Records of labeled boxes

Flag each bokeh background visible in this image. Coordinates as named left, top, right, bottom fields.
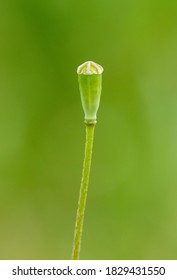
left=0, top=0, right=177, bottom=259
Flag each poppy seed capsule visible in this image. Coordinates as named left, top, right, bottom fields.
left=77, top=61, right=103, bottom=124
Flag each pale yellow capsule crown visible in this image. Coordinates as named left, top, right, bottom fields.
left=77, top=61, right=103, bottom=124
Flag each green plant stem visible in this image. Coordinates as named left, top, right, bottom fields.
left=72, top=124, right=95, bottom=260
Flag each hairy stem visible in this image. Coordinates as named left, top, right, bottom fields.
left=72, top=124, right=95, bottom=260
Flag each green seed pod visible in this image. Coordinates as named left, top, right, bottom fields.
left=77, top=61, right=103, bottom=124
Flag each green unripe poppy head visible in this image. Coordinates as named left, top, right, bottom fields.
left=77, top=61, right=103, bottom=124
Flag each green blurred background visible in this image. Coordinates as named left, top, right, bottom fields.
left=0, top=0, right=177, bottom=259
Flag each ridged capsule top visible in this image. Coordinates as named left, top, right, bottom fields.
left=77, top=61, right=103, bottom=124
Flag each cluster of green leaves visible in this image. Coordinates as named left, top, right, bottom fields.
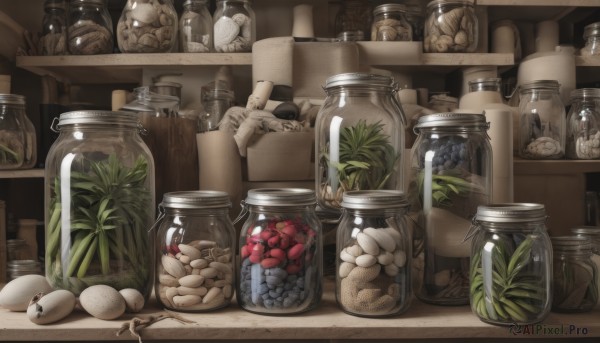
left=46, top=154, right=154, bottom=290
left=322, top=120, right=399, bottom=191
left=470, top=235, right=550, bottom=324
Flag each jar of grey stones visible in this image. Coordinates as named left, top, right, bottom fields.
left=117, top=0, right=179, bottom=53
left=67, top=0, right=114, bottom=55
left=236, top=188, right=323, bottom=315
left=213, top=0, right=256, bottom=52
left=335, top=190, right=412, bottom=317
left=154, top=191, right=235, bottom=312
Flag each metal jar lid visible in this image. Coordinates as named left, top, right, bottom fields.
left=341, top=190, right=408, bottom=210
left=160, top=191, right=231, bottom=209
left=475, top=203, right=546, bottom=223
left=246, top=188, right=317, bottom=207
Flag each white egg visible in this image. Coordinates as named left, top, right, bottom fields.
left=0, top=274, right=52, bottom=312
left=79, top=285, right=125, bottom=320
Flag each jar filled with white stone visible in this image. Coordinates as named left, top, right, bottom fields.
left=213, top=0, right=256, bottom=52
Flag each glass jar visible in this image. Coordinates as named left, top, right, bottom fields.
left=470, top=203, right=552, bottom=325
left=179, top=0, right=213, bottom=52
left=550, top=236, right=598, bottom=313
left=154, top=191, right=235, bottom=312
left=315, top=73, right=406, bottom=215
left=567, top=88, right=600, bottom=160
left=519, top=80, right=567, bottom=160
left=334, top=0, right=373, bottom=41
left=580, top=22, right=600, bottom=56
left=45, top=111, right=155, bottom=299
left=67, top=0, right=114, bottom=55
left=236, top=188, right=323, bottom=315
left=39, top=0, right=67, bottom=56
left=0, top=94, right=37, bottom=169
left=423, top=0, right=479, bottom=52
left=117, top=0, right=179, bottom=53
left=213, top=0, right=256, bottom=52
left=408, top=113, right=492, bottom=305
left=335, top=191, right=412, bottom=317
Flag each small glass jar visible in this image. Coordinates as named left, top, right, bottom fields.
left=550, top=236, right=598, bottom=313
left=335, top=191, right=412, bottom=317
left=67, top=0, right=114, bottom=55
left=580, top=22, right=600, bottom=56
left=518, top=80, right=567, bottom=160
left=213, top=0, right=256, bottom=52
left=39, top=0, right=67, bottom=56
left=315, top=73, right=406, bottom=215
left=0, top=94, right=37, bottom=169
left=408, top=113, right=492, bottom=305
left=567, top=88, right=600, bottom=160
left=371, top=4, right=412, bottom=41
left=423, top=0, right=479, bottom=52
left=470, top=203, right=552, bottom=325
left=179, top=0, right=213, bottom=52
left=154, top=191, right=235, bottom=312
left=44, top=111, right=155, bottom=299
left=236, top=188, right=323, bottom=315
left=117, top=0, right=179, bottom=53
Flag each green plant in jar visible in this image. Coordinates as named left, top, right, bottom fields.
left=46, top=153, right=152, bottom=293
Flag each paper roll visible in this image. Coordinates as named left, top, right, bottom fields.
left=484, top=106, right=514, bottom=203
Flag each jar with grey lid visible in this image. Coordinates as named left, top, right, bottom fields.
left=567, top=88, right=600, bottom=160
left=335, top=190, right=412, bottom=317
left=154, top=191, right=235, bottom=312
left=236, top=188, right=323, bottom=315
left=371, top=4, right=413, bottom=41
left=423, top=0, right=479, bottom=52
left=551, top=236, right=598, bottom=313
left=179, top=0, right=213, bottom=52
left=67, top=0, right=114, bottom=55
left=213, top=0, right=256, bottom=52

→ **Exercise objective**
Could you return, unchanged, the lines of the material from the line with "Flag each paper" up to and including the line with "left=484, top=106, right=514, bottom=203"?

→ **Result**
Flag each paper roll visible in this image. Coordinates as named left, top, right, bottom fields.
left=484, top=106, right=514, bottom=203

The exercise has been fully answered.